§ **What needs to be done**: Copy the listing below, starting at its first line and ending at the line containing "<point>567,235</point>", substituting "scooter" for "motorcycle" and keeping everything else unchanged. Return only those lines.

§ **Entries provided**:
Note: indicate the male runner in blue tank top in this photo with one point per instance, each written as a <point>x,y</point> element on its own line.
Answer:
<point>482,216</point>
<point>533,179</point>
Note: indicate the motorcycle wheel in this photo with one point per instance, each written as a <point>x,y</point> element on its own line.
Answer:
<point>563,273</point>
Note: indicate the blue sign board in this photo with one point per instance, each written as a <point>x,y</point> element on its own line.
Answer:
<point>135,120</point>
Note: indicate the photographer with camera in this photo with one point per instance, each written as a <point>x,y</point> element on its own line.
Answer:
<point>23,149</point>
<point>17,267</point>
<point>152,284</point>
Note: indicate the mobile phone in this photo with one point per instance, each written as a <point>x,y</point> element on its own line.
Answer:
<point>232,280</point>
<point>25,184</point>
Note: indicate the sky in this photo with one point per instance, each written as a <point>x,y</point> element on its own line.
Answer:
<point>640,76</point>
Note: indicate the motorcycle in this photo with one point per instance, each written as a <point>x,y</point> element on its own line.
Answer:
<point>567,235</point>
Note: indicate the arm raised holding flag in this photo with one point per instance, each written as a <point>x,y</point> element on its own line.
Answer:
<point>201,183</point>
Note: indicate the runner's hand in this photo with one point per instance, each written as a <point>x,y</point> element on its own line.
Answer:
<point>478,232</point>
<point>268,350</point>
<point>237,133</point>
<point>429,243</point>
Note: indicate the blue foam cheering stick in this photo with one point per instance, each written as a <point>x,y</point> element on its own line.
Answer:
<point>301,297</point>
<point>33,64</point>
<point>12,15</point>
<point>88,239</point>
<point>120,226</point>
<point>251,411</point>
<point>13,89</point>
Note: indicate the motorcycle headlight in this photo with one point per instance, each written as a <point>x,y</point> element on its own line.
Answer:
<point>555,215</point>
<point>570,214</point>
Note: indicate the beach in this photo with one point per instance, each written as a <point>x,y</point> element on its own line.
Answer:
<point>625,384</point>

§ **Response**:
Note: indicate the male runner in blue tank top in this photo with one point per instance, each written as a <point>x,y</point> element on its own line.
Answer:
<point>482,216</point>
<point>533,179</point>
Note: indicate the scooter wheel in this photo with one point per instance, each written as a <point>x,y</point> element on its own line.
Answer:
<point>563,273</point>
Note: indicate the blue sign board in this photo with one point per instance, each written as a <point>x,y</point> element on its own line.
Answer:
<point>135,120</point>
Note: indicate the photographer with camera in this photo with one point per instance, each written as a <point>x,y</point> element on its own line.
Answer:
<point>23,149</point>
<point>17,267</point>
<point>152,284</point>
Note: indicate the mobile phone in this photo with one point per instance, each written as a <point>x,y</point> element on its own line.
Answer:
<point>232,280</point>
<point>25,184</point>
Note: indicate the sky in this photo with one point per instance, each written as a <point>x,y</point> element on its own line.
Answer:
<point>640,76</point>
Note: indicate the scooter in this photo with one point per instance, each written as a <point>x,y</point> element on its own line.
Answer:
<point>567,235</point>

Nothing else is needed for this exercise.